[Object point labels]
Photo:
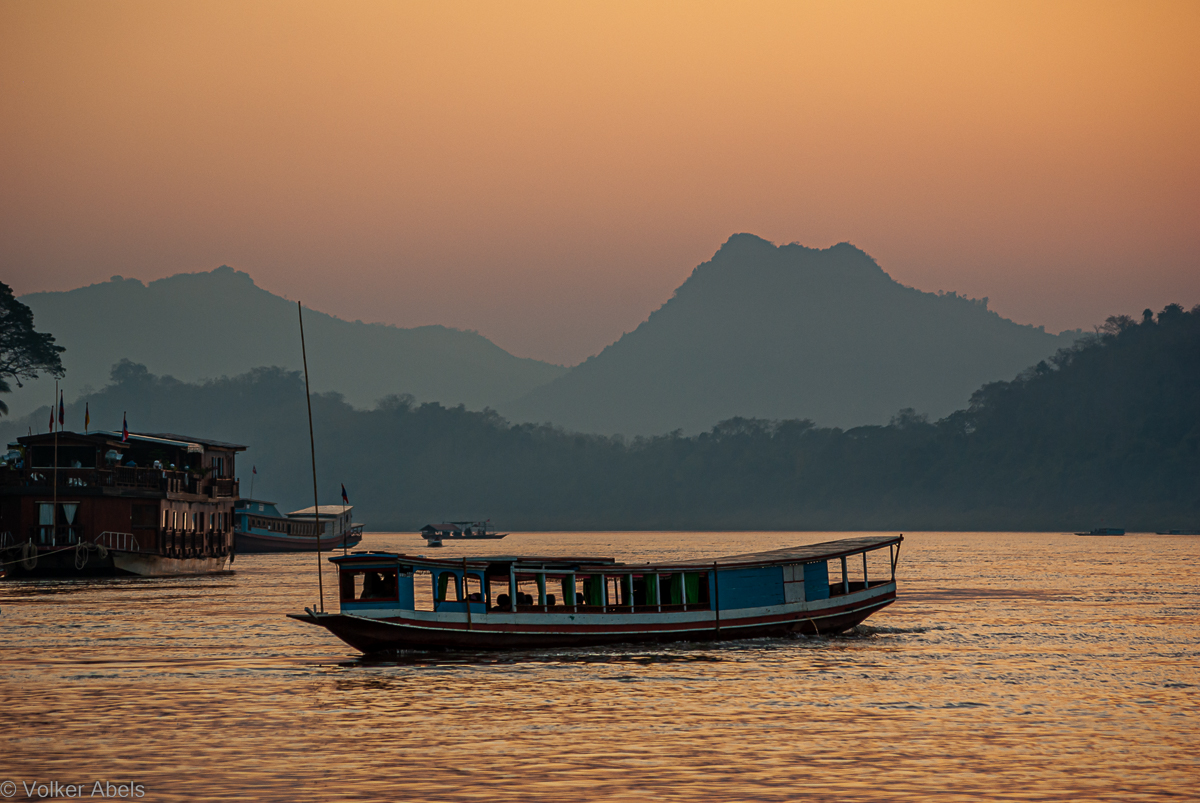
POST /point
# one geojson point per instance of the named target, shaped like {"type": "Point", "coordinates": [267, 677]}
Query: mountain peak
{"type": "Point", "coordinates": [789, 331]}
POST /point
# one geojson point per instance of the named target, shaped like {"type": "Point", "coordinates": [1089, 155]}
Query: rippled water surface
{"type": "Point", "coordinates": [1012, 667]}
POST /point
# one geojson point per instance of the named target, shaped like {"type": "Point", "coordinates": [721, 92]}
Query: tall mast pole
{"type": "Point", "coordinates": [312, 449]}
{"type": "Point", "coordinates": [54, 497]}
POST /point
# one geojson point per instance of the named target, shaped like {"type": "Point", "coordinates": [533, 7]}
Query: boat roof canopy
{"type": "Point", "coordinates": [331, 510]}
{"type": "Point", "coordinates": [805, 553]}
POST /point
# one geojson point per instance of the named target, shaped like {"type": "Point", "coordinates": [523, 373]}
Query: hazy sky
{"type": "Point", "coordinates": [547, 173]}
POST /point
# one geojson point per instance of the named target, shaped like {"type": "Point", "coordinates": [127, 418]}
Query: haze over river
{"type": "Point", "coordinates": [1014, 666]}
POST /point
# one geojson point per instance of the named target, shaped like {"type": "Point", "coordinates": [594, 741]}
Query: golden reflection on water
{"type": "Point", "coordinates": [1013, 667]}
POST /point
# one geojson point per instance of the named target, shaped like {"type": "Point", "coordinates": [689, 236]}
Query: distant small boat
{"type": "Point", "coordinates": [460, 531]}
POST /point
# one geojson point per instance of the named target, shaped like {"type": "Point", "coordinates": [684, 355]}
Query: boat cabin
{"type": "Point", "coordinates": [391, 601]}
{"type": "Point", "coordinates": [157, 493]}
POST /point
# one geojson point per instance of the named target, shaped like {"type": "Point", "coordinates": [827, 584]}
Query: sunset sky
{"type": "Point", "coordinates": [549, 173]}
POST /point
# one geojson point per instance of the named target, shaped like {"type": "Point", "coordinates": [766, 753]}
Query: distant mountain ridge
{"type": "Point", "coordinates": [220, 323]}
{"type": "Point", "coordinates": [784, 333]}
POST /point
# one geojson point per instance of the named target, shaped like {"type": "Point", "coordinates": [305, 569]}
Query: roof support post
{"type": "Point", "coordinates": [717, 598]}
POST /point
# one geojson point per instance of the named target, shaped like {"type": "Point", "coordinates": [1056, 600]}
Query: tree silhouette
{"type": "Point", "coordinates": [24, 352]}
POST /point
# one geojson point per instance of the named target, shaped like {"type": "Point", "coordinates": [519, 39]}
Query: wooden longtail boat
{"type": "Point", "coordinates": [394, 601]}
{"type": "Point", "coordinates": [261, 527]}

### PROBLEM DETAILS
Quote the preceding listing precisely and completely, omitting its images.

### RESPONSE TO THE TASK
Photo:
POST /point
# one geojson point per instance of the named target, shaped like {"type": "Point", "coordinates": [267, 677]}
Query: mountain peak
{"type": "Point", "coordinates": [789, 331]}
POST /point
# one geojson point per instance of the named target, shaped like {"type": "Point", "coordinates": [1089, 155]}
Query: rippled water surface
{"type": "Point", "coordinates": [1012, 667]}
POST /point
# one geojson point per instance of the named target, shaped like {"type": "Point", "coordinates": [721, 92]}
Query: tall mast pole
{"type": "Point", "coordinates": [312, 449]}
{"type": "Point", "coordinates": [54, 497]}
POST /point
# one geojson point per instance of the named target, shaped like {"type": "Point", "coordinates": [533, 7]}
Query: boat roof canopy
{"type": "Point", "coordinates": [331, 510]}
{"type": "Point", "coordinates": [805, 553]}
POST /point
# one geojson point per instance of the named target, shaped like {"type": "Point", "coordinates": [523, 373]}
Query: hazy sky
{"type": "Point", "coordinates": [547, 173]}
POST /point
# one geojson point per instance of the named target, shaped like {"type": "Point", "coordinates": [127, 418]}
Query: haze over river
{"type": "Point", "coordinates": [1014, 666]}
POST /point
# one geojson point per instance of the named target, shaped like {"type": "Point", "coordinates": [594, 741]}
Query: golden reflection on water
{"type": "Point", "coordinates": [1013, 667]}
POST /point
# one geojson point per instance of the named target, shaped like {"type": "Point", "coordinates": [689, 236]}
Query: distant small boat
{"type": "Point", "coordinates": [460, 531]}
POST /point
# one geojson point per instance of the named target, shaped like {"type": "Point", "coordinates": [684, 355]}
Query: boat cabin
{"type": "Point", "coordinates": [391, 601]}
{"type": "Point", "coordinates": [157, 493]}
POST /point
# one geojson point per instance of the named target, shaped like {"type": "Point", "coordinates": [827, 584]}
Query: sunset sky
{"type": "Point", "coordinates": [549, 173]}
POST /point
# one geojson point per instance of the named target, shaped like {"type": "Point", "coordinates": [766, 753]}
Query: distant mountain ridge
{"type": "Point", "coordinates": [220, 323]}
{"type": "Point", "coordinates": [784, 333]}
POST /point
# one geojson point per instance of the named target, shaped like {"type": "Point", "coordinates": [305, 569]}
Query: roof support post
{"type": "Point", "coordinates": [717, 598]}
POST /point
# one geojson point per instance of the named target, shaped like {"type": "Point", "coordinates": [1056, 600]}
Query: tree silhouette
{"type": "Point", "coordinates": [24, 352]}
POST /point
# one geojson point per instance of the named target, shaped like {"type": "Point", "coordinates": [519, 39]}
Query: wooden longtail boat
{"type": "Point", "coordinates": [394, 601]}
{"type": "Point", "coordinates": [261, 527]}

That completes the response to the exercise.